YOUR TASK. Identify each line in the data below that contains the word "tree", and copy every such line in full. Matching is case-sensitive.
** Start EXERCISE MATERIALS **
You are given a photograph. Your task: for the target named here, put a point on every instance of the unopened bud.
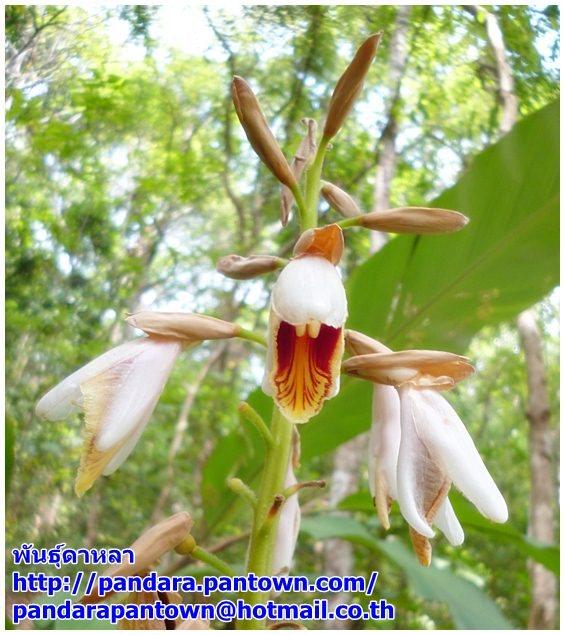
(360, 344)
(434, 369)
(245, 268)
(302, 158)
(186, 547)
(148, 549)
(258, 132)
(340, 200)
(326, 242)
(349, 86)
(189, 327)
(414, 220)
** End EXERCISE MATERIALS **
** Start EXERCISE MATERIALS **
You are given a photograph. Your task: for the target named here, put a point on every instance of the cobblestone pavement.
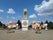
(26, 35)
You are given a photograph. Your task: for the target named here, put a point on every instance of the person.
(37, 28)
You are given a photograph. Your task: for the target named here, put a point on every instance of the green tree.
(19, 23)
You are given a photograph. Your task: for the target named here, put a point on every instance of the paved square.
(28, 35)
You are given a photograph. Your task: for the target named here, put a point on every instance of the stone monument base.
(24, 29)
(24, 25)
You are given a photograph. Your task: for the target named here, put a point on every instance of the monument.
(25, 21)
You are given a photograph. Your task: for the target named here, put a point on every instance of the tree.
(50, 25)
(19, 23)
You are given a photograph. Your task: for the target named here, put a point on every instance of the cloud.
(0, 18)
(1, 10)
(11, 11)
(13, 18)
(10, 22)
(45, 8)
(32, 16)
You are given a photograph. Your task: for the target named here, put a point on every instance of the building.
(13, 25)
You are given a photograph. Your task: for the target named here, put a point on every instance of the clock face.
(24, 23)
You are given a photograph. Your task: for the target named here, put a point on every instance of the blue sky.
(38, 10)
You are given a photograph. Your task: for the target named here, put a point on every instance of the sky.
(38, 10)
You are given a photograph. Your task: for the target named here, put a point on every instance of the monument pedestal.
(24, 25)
** End EXERCISE MATERIALS **
RESULT FOR THIS EXERCISE.
You are given a photograph. Your task: for the target named here, put a point on every instance of the green tree.
You are given a photograph. Your task: for the target named here, put a point on every instance of the tree.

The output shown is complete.